> _Условие задачи_
Ответьте, пожалуйста, по тексту ниже о публицистике перестроечных лет: кто делился горькими размышлениями о драматической судьбе «Доктора Живаго»?

> _Исходный текст_
────────────────

Было что читать: Марина Цветаева и Федор Шаляпин представляли литературное наследие, Владимир Орлов загадывал загадки «Аптекарем», а сын Бориса Пастернака делился горькими размышлениями о драматической судьбе «Доктора Живаго».
Кто из нас, разогретых «ускорением», а потом перестройкой, не жаловал публицистики тех лет? Кто не зачитывался откровениями тогдашних Маратов: Юрия Черниченко, Василия Селюнина, Юрия Буртина, Николая Шмелева и прочих, прочих? Даже почтенные мастера литературы угорели в горбачевской бане и принялись за гражданские мотивы. Одним словом, пировали и о похмелье не думали. Чего стоила одна подача глобальных вопросов: «Дорога к рабству», «Лукавая цифра», «Энергия распада», «Человечества сон золотой»!
Философы – народ недоверчивый, осторожный, но и сумрачная сова Минервы покинула свои уединенные пределы и, оставив дожевывать категории нафталиновым старикам, закричала о дороге к свободе.
Все это уже стало прошлым. Нет, не думаю, что все, но многое, и в первую очередь – потешные огни. Однако душа болит, и болит ностальгически.

────────────────

> _Перечень данных_

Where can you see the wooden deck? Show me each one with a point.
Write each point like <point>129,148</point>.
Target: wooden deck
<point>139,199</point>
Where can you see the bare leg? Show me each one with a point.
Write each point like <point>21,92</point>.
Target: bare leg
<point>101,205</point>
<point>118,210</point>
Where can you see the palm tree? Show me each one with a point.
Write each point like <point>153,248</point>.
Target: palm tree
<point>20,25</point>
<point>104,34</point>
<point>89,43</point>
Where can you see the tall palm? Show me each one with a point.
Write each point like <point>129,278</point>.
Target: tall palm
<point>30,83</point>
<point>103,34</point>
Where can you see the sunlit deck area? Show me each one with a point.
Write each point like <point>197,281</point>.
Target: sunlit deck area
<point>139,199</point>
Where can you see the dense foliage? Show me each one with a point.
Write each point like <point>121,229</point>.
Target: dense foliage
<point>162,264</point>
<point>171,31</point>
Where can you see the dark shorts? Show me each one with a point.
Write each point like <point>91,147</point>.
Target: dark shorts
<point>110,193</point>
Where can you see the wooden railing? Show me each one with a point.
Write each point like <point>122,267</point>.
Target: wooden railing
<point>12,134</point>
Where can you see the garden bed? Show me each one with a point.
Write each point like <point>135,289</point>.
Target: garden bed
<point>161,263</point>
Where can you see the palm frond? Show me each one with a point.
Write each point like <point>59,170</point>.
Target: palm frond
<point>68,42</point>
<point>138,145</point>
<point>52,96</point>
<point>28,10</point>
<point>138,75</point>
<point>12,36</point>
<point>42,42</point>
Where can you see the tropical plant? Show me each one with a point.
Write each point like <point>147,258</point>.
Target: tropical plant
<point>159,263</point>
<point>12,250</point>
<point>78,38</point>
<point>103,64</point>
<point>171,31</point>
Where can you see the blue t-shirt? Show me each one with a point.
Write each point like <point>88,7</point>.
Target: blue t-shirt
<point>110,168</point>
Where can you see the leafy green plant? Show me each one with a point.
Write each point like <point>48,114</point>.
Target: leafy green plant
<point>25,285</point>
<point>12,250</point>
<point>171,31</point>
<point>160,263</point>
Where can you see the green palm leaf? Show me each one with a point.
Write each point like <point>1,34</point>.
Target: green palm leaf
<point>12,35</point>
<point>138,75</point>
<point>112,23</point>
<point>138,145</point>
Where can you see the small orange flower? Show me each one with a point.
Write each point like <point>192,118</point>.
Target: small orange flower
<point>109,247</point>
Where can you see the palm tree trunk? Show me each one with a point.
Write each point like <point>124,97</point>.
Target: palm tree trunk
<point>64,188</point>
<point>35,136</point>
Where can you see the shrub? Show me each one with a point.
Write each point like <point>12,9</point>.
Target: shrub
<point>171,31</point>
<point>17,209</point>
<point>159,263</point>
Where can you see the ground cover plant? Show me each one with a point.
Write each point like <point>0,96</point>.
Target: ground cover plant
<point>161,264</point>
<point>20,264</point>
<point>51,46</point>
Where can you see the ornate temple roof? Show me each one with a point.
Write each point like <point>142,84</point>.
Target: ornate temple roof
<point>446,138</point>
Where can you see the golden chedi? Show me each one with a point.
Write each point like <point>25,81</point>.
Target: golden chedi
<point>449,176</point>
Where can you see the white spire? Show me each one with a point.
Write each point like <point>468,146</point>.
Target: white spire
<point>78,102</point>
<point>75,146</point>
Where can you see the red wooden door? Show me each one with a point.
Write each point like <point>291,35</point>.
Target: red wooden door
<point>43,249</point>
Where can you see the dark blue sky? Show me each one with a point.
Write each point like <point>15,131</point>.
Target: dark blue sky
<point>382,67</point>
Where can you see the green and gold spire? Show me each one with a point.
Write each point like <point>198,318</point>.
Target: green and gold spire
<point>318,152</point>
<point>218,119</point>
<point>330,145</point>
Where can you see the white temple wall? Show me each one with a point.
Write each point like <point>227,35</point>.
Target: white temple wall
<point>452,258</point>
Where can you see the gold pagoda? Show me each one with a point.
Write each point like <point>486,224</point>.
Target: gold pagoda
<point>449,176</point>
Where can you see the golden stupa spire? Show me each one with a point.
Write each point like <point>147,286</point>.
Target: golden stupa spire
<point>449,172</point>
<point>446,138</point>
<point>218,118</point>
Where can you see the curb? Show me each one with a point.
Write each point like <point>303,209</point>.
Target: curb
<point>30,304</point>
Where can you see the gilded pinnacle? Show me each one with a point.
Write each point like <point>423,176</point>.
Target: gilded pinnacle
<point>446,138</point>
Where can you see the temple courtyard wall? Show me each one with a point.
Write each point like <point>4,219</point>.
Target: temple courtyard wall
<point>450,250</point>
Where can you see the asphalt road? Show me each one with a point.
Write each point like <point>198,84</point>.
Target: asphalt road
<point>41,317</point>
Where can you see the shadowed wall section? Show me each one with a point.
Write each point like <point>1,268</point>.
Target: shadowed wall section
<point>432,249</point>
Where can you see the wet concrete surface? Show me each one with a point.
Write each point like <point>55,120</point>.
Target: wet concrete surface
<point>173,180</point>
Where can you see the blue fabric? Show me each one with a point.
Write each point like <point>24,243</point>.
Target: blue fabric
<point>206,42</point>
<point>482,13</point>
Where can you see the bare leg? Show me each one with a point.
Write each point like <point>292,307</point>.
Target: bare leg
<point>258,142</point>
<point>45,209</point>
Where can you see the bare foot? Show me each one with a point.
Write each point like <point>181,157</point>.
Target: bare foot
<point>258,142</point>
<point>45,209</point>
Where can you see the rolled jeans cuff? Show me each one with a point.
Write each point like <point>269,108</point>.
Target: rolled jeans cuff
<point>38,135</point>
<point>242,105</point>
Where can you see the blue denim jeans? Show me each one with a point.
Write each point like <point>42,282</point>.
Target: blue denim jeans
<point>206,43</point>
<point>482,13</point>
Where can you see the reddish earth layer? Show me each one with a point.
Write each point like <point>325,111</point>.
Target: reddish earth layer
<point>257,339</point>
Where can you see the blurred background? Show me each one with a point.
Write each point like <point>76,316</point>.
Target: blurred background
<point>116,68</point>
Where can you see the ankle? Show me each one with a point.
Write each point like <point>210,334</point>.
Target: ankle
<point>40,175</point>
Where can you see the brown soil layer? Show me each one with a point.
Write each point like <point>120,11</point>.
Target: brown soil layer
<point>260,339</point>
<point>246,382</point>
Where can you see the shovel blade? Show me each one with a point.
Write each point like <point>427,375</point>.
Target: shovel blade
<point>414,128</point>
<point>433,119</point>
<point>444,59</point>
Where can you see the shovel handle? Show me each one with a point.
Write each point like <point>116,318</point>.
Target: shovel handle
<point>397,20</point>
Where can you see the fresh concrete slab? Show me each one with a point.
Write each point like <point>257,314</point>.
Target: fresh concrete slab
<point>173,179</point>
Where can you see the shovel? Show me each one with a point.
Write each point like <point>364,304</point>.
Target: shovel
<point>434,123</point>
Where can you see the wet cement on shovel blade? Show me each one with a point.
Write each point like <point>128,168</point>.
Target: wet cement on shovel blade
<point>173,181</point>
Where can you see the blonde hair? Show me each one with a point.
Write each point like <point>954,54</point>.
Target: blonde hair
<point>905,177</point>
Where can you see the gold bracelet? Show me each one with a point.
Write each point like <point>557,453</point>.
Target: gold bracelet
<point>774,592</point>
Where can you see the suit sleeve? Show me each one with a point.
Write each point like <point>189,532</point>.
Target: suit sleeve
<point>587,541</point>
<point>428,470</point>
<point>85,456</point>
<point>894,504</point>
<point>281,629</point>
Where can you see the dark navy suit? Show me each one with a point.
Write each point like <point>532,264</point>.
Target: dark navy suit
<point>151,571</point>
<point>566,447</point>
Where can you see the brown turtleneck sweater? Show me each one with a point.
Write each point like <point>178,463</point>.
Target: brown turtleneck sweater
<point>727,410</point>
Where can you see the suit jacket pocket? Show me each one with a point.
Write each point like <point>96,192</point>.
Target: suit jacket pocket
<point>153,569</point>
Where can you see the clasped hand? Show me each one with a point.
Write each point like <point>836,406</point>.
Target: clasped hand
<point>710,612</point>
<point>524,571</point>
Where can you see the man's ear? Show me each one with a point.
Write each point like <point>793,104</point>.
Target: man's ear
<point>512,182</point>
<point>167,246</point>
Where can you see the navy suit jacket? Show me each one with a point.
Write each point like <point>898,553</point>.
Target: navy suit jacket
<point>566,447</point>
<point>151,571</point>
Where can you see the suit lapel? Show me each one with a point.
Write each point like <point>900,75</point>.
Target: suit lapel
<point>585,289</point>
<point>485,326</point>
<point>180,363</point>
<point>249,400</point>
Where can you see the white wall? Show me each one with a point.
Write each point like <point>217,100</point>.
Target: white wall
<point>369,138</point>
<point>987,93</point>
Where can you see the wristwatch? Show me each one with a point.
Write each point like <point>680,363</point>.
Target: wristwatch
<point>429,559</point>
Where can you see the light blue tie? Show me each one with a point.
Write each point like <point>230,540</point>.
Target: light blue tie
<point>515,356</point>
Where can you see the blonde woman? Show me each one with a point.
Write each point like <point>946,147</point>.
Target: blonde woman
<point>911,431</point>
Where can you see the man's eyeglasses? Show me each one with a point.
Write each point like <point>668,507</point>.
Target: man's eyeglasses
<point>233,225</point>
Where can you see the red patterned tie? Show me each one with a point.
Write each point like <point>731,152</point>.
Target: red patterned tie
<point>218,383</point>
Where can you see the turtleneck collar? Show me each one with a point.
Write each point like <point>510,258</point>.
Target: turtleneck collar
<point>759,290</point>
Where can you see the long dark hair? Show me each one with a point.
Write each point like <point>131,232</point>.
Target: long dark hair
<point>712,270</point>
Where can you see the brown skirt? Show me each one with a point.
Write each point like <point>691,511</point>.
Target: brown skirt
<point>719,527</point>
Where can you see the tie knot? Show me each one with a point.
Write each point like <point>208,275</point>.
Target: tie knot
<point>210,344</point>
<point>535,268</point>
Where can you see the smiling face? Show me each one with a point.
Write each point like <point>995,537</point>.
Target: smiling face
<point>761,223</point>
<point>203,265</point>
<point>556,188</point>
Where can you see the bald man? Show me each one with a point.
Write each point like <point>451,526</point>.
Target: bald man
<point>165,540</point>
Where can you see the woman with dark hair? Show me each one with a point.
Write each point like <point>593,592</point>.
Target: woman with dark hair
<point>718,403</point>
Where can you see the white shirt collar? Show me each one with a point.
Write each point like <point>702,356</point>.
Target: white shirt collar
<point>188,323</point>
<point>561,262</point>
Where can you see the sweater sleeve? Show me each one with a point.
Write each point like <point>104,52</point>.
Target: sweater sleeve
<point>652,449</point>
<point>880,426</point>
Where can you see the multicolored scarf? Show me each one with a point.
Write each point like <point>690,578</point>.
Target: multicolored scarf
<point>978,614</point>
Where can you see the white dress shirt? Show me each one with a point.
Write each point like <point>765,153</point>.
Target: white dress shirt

────────────────

> _Решение упражнения_
Сын Бориса Пастернака.